* GIVEN INFORMATION:

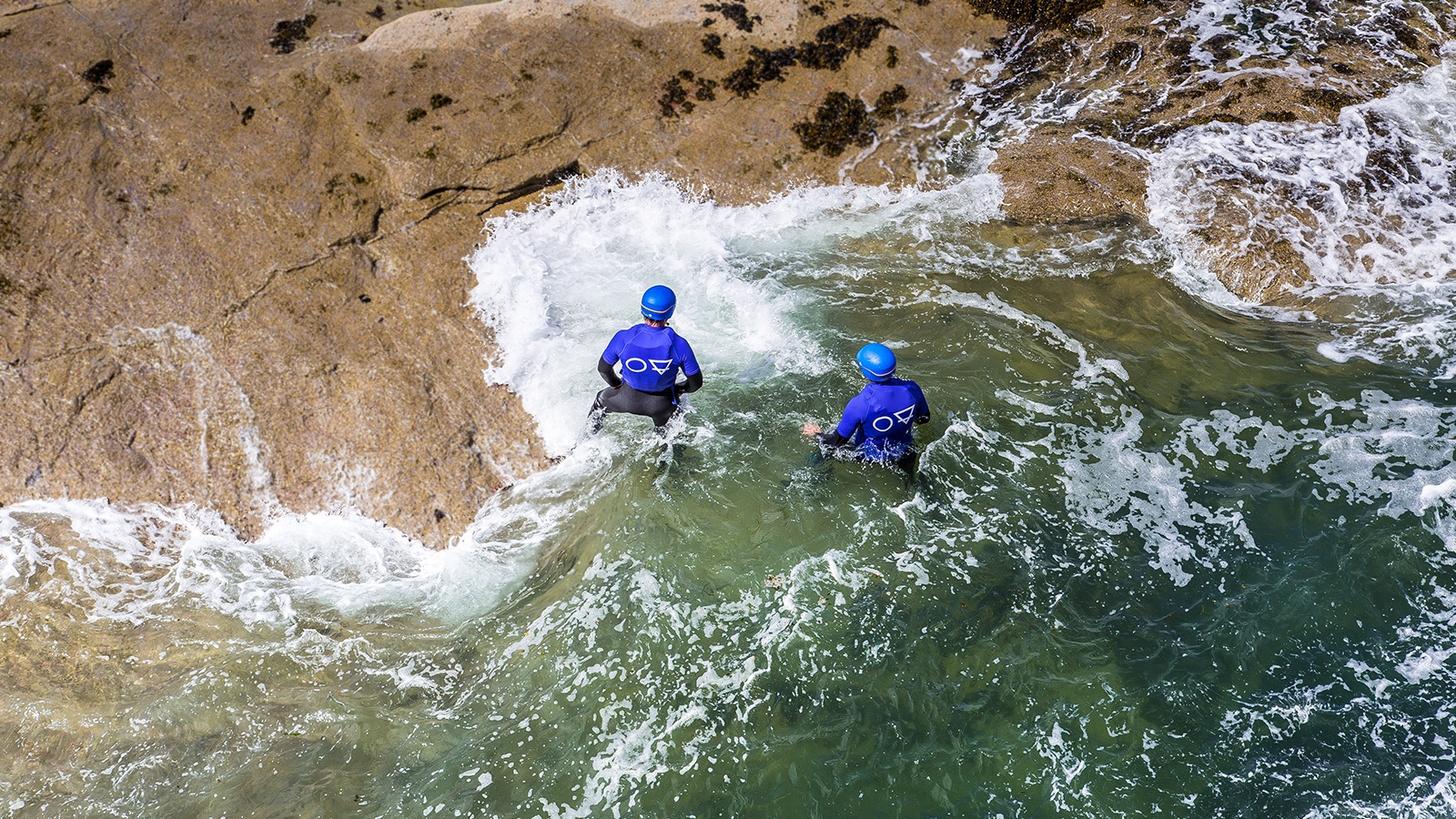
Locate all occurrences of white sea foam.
[1148,58,1456,379]
[0,449,606,631]
[469,172,1000,455]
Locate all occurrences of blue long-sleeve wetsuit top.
[834,379,930,460]
[602,324,702,392]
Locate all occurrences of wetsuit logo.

* GIVEN PROBLEM:
Starting at the line that contains "Locate all occurrences of blue" and continuing through the last line, give those lines as a Markdown table with the columns Row and Line, skipping any blank lines.

* COMPLETED EXERCISE:
| Row | Line |
|---|---|
| 1 | Locate all occurrences of blue long-sleeve wetsuit top. |
| 2 | [834,379,930,460] |
| 3 | [602,324,702,392] |
| 4 | Locate all occurrences of wetsuit logo. |